[Supplied material]
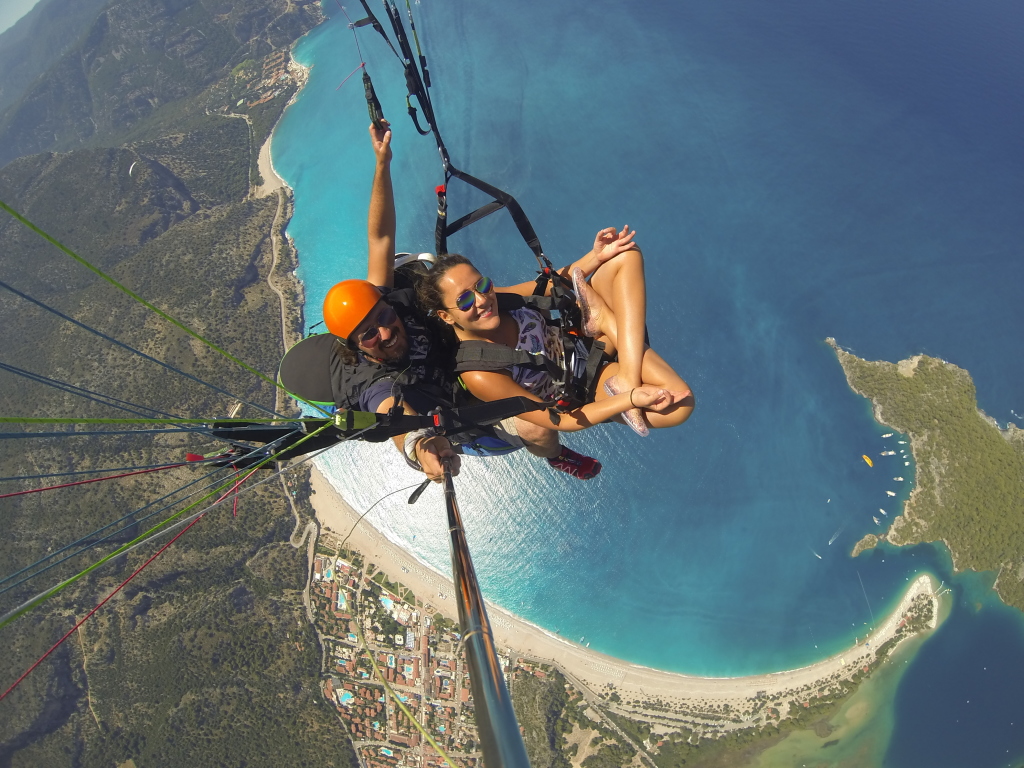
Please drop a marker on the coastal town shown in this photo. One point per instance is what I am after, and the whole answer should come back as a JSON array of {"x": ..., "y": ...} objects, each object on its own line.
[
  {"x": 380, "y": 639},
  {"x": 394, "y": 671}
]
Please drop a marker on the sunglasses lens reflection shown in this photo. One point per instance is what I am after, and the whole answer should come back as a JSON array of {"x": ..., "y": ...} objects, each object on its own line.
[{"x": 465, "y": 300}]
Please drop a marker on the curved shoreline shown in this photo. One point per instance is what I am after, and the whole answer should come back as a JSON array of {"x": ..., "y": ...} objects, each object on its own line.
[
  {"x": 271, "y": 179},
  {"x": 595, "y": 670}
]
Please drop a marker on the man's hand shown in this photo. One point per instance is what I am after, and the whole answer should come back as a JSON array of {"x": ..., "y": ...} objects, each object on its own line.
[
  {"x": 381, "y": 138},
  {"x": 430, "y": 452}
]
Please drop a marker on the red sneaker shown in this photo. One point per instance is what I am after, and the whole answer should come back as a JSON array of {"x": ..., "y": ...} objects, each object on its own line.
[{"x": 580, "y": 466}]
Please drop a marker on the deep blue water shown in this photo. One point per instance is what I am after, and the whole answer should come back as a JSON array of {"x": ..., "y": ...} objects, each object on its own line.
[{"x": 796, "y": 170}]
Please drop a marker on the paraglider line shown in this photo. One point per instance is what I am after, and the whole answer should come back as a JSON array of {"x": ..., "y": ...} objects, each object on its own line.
[/Supplied material]
[Supplied material]
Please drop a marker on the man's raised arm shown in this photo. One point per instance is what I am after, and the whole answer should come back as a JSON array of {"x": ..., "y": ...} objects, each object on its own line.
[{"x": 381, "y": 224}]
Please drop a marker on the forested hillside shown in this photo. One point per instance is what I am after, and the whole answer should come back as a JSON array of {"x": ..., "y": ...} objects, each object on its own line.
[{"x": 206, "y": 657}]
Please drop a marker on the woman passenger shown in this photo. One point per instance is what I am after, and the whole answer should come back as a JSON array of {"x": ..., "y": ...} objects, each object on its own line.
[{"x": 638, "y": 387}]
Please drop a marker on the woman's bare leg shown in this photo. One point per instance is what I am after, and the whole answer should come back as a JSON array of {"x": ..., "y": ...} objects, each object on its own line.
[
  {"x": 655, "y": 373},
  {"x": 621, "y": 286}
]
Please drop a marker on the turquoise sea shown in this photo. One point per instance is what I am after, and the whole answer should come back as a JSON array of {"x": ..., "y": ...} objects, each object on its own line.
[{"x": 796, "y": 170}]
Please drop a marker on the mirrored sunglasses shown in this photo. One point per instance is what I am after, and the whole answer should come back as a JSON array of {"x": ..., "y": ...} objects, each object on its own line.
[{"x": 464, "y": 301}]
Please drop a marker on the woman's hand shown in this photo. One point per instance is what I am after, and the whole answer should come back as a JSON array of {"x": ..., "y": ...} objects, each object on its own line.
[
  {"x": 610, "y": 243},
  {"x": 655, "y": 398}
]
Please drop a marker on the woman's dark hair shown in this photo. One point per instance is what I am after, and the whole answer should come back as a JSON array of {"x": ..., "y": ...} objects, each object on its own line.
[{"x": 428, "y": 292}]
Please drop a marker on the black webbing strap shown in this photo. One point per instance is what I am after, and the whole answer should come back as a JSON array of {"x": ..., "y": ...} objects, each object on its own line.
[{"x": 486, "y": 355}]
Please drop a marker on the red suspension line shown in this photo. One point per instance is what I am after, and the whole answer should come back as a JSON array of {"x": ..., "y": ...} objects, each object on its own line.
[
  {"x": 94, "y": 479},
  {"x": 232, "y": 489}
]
[/Supplied material]
[Supplied material]
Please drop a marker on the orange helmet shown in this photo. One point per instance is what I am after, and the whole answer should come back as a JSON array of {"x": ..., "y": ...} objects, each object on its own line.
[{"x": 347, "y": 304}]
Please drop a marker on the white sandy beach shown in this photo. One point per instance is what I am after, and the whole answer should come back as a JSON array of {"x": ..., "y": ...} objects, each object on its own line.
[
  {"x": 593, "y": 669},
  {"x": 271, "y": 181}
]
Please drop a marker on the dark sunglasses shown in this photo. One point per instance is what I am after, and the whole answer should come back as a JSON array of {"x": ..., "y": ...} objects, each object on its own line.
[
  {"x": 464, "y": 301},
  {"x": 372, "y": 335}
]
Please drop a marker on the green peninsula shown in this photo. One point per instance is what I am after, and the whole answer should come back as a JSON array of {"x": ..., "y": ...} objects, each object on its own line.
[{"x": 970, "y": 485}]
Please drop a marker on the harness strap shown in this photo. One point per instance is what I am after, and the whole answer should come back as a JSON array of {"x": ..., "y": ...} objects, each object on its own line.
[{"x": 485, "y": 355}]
[/Supplied material]
(Task description):
Return, word for word, the lines of the data above from the line with "Please drop a marker on the red sneaker" through the line with "Please drop a marker on the paraglider", inclusive.

(Answer for the task):
Please drop a marker on the red sneaker shown in this photo. One point per instance is what I am after, and the whole answer should come back as a JSON array of {"x": ..., "y": ...} objects, each object on its own line.
[{"x": 580, "y": 466}]
Please drop a marker on the deep blue water shown in this photo. One point per instance is what I am after, and the whole answer should come back as a JSON array of {"x": ..., "y": ...} objects, each object on its own line.
[{"x": 796, "y": 170}]
Please drop a marker on the paraglider line shown in this photo. One point per instance is what I am after, and the whole answer should come back as a JSON array of {"x": ..., "y": ...} objects, each object on its own line.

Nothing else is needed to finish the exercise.